What is needed: A word-for-word restatement of every entry is what is needed here.

Natural language region descriptions:
%%
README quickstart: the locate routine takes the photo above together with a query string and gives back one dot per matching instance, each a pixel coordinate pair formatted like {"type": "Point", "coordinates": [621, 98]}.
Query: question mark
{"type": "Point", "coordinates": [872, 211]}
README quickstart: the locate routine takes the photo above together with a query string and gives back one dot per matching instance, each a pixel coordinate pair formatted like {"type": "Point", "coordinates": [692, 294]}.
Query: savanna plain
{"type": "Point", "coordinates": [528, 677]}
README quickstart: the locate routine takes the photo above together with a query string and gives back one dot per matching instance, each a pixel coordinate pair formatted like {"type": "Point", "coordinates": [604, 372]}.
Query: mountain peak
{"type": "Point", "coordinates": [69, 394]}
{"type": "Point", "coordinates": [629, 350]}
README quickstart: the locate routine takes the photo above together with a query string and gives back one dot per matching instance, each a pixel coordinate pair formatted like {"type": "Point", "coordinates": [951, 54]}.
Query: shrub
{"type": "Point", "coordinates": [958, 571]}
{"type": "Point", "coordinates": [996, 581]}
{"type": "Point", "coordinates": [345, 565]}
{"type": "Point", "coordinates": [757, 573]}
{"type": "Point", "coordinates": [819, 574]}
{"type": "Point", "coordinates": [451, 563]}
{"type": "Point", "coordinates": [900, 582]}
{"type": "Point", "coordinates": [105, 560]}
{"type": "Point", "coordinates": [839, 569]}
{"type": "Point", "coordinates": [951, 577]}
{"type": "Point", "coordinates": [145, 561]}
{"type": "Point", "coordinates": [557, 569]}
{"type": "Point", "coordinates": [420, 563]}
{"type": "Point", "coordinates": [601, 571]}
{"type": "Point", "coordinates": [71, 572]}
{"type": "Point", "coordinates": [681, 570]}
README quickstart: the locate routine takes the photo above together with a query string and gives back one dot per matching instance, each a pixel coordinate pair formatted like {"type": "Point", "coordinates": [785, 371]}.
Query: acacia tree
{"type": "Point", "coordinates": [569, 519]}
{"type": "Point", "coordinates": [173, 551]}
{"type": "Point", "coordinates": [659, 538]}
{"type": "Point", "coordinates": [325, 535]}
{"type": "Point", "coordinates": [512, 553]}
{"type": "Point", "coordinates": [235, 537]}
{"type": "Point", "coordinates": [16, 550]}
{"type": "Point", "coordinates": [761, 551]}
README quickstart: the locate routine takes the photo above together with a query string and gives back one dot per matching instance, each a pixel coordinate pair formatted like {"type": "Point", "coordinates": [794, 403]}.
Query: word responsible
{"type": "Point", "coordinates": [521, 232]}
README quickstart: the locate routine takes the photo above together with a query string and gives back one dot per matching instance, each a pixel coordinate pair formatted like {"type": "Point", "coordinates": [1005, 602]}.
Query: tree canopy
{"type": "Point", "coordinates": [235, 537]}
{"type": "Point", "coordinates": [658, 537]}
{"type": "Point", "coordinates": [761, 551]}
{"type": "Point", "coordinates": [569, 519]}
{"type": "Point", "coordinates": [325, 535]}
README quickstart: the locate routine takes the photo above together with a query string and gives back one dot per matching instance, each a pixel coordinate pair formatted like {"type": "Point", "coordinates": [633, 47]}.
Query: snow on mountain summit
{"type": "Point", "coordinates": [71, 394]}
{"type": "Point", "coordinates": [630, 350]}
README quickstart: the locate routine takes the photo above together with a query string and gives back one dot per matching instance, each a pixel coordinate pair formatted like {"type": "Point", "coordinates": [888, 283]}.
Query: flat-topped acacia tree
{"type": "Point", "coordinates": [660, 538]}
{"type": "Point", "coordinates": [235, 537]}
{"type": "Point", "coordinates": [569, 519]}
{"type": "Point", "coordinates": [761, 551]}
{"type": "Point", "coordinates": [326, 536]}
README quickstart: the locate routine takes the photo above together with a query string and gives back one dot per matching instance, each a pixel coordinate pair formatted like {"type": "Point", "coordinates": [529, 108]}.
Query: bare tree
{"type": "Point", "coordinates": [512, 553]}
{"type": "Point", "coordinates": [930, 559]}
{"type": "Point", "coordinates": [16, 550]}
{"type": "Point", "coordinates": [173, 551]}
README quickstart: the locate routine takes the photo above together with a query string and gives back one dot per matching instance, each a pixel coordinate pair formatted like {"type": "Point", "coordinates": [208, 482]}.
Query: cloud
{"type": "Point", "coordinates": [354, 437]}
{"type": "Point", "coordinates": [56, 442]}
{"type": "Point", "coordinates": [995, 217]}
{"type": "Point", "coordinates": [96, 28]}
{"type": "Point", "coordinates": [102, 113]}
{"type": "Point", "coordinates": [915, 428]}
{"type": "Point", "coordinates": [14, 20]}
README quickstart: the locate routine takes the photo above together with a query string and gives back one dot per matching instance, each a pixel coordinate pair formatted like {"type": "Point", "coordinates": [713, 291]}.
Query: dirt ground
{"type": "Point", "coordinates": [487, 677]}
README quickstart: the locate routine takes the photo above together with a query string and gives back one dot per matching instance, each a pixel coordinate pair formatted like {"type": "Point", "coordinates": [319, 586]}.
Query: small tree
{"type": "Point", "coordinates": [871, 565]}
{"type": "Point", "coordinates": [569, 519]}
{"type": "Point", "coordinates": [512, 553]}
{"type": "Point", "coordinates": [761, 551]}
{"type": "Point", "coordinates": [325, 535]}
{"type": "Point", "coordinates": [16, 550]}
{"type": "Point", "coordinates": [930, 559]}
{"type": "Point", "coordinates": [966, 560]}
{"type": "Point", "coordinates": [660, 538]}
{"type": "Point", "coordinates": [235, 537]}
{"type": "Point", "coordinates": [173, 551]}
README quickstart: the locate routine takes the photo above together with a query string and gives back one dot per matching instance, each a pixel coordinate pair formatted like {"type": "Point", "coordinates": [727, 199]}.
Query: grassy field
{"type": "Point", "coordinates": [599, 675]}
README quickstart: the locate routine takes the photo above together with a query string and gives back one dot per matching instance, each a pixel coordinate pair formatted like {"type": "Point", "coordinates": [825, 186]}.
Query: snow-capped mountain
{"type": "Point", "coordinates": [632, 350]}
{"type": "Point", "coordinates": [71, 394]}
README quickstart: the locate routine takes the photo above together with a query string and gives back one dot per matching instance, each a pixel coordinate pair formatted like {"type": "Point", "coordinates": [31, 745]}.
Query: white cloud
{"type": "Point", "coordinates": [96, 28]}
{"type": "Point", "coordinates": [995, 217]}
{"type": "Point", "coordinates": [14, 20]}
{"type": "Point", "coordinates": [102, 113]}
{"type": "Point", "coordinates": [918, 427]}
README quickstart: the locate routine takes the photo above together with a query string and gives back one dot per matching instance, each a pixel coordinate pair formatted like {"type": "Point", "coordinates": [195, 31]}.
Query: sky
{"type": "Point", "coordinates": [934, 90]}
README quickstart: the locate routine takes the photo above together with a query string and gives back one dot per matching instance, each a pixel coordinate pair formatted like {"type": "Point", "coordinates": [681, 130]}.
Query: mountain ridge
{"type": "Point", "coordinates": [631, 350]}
%%
Result of the exercise:
README quickstart: the locate routine takes the photo above together with a query string and gives back one dot per matching instance, each a pixel coordinate pair formatted like {"type": "Point", "coordinates": [621, 98]}.
Query: question mark
{"type": "Point", "coordinates": [872, 211]}
README quickstart: the locate routine takes the photo above together with a query string and gives back one dot per matching instance, each a pixel coordinate pair formatted like {"type": "Point", "coordinates": [692, 294]}.
Query: savanna plain
{"type": "Point", "coordinates": [528, 677]}
README quickstart: the locate routine takes the photo above together with a query string and gives back one dot per matching instance, each a pixel coordinate pair formatted like {"type": "Point", "coordinates": [604, 372]}.
Query: mountain peak
{"type": "Point", "coordinates": [69, 394]}
{"type": "Point", "coordinates": [629, 350]}
README quickstart: the locate routine takes the photo above together with a query string and gives back one dot per matching instance, each a pixel coordinate pair formatted like {"type": "Point", "coordinates": [951, 54]}.
Query: shrub
{"type": "Point", "coordinates": [958, 571]}
{"type": "Point", "coordinates": [996, 581]}
{"type": "Point", "coordinates": [345, 565]}
{"type": "Point", "coordinates": [757, 573]}
{"type": "Point", "coordinates": [819, 574]}
{"type": "Point", "coordinates": [451, 563]}
{"type": "Point", "coordinates": [900, 582]}
{"type": "Point", "coordinates": [105, 560]}
{"type": "Point", "coordinates": [839, 569]}
{"type": "Point", "coordinates": [951, 577]}
{"type": "Point", "coordinates": [145, 561]}
{"type": "Point", "coordinates": [557, 569]}
{"type": "Point", "coordinates": [420, 563]}
{"type": "Point", "coordinates": [601, 571]}
{"type": "Point", "coordinates": [71, 572]}
{"type": "Point", "coordinates": [681, 570]}
README quickstart: the locate routine takes the photo above together with a query string and gives back one dot per matching instance, each a pixel coordinate pair formatted like {"type": "Point", "coordinates": [785, 371]}.
Query: acacia tree
{"type": "Point", "coordinates": [569, 519]}
{"type": "Point", "coordinates": [173, 551]}
{"type": "Point", "coordinates": [659, 538]}
{"type": "Point", "coordinates": [325, 535]}
{"type": "Point", "coordinates": [512, 553]}
{"type": "Point", "coordinates": [235, 537]}
{"type": "Point", "coordinates": [16, 550]}
{"type": "Point", "coordinates": [761, 551]}
README quickstart: the locate routine takes the photo above together with a query string and gives back one dot per matching instance, each a pixel coordinate pair formatted like {"type": "Point", "coordinates": [794, 403]}.
Query: word responsible
{"type": "Point", "coordinates": [521, 232]}
README quickstart: the locate routine takes the photo above together with a query string and gives back one dot per matching instance, each a pixel coordinate pair formatted like {"type": "Point", "coordinates": [1005, 602]}.
Query: tree canopy
{"type": "Point", "coordinates": [235, 537]}
{"type": "Point", "coordinates": [658, 537]}
{"type": "Point", "coordinates": [761, 551]}
{"type": "Point", "coordinates": [569, 519]}
{"type": "Point", "coordinates": [325, 535]}
README quickstart: the locate routine takes the photo above together with a query string and gives back one dot per matching instance, each a pixel coordinate pair formatted like {"type": "Point", "coordinates": [633, 47]}.
Query: snow on mountain summit
{"type": "Point", "coordinates": [71, 394]}
{"type": "Point", "coordinates": [630, 350]}
README quickstart: the locate routine takes the photo above together with a query string and gives back one dot per matching instance, each a pixel coordinate pair formatted like {"type": "Point", "coordinates": [888, 283]}.
Query: flat-topped acacia tree
{"type": "Point", "coordinates": [660, 538]}
{"type": "Point", "coordinates": [235, 537]}
{"type": "Point", "coordinates": [569, 519]}
{"type": "Point", "coordinates": [761, 551]}
{"type": "Point", "coordinates": [326, 536]}
README quickstart: the locate routine takes the photo above together with a query string and gives back one dot per matching instance, each a pixel coordinate pair formatted like {"type": "Point", "coordinates": [529, 108]}.
Query: bare tree
{"type": "Point", "coordinates": [512, 553]}
{"type": "Point", "coordinates": [930, 559]}
{"type": "Point", "coordinates": [16, 550]}
{"type": "Point", "coordinates": [173, 551]}
README quickstart: the locate routine takes the photo above together with a query string and gives back one dot per matching instance, each a pixel coordinate pair formatted like {"type": "Point", "coordinates": [208, 482]}.
Query: cloud
{"type": "Point", "coordinates": [354, 437]}
{"type": "Point", "coordinates": [56, 442]}
{"type": "Point", "coordinates": [995, 217]}
{"type": "Point", "coordinates": [96, 28]}
{"type": "Point", "coordinates": [102, 113]}
{"type": "Point", "coordinates": [915, 428]}
{"type": "Point", "coordinates": [14, 20]}
README quickstart: the locate routine takes the photo above together with a query string and gives back one dot per matching instance, each a pixel coordinate pair formatted like {"type": "Point", "coordinates": [713, 291]}.
Query: dirt ground
{"type": "Point", "coordinates": [487, 677]}
README quickstart: the locate routine takes the photo above together with a query string and gives back one dot per matching instance, each a pixel coordinate pair formatted like {"type": "Point", "coordinates": [319, 586]}.
Query: small tree
{"type": "Point", "coordinates": [871, 565]}
{"type": "Point", "coordinates": [569, 519]}
{"type": "Point", "coordinates": [512, 553]}
{"type": "Point", "coordinates": [761, 551]}
{"type": "Point", "coordinates": [325, 535]}
{"type": "Point", "coordinates": [16, 550]}
{"type": "Point", "coordinates": [930, 559]}
{"type": "Point", "coordinates": [966, 560]}
{"type": "Point", "coordinates": [660, 538]}
{"type": "Point", "coordinates": [235, 537]}
{"type": "Point", "coordinates": [173, 551]}
README quickstart: the locate routine takes the photo above together with a query string and gives back one dot per matching instance, each a pixel coordinate pair formatted like {"type": "Point", "coordinates": [727, 199]}.
Query: grassy field
{"type": "Point", "coordinates": [599, 675]}
README quickstart: the locate routine takes the photo above together with a query string and gives back one dot per matching instance, each a pixel coordinate pair formatted like {"type": "Point", "coordinates": [825, 186]}.
Query: snow-capped mountain
{"type": "Point", "coordinates": [632, 350]}
{"type": "Point", "coordinates": [71, 394]}
README quickstart: the locate routine takes the photo above together with a query string and gives back one dot per matching instance, each a pixel coordinate pair formatted like {"type": "Point", "coordinates": [31, 745]}.
Query: white cloud
{"type": "Point", "coordinates": [96, 28]}
{"type": "Point", "coordinates": [995, 217]}
{"type": "Point", "coordinates": [14, 20]}
{"type": "Point", "coordinates": [102, 113]}
{"type": "Point", "coordinates": [918, 427]}
README quickstart: the locate routine takes the photo above together with a query string and gives back one dot per matching instance, each a pixel coordinate pair formatted like {"type": "Point", "coordinates": [195, 31]}.
Query: sky
{"type": "Point", "coordinates": [934, 90]}
README quickstart: the locate routine takes the photo above together with a query string and gives back one dot per matching instance, each a pixel coordinate pair formatted like {"type": "Point", "coordinates": [681, 130]}.
Query: mountain ridge
{"type": "Point", "coordinates": [631, 350]}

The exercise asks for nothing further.